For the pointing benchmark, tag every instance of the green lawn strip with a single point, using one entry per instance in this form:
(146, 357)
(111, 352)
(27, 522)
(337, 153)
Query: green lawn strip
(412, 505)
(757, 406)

### Written request
Swap "green lawn strip" for "grass verge" everywhere it occurs in the records, and write the records out again with nothing else changed.

### Task answer
For the pointing benchmark, tag every instance of the grass verge with a single point, using one entry per instance in this form:
(146, 357)
(111, 352)
(27, 522)
(337, 153)
Query: grass verge
(412, 505)
(757, 406)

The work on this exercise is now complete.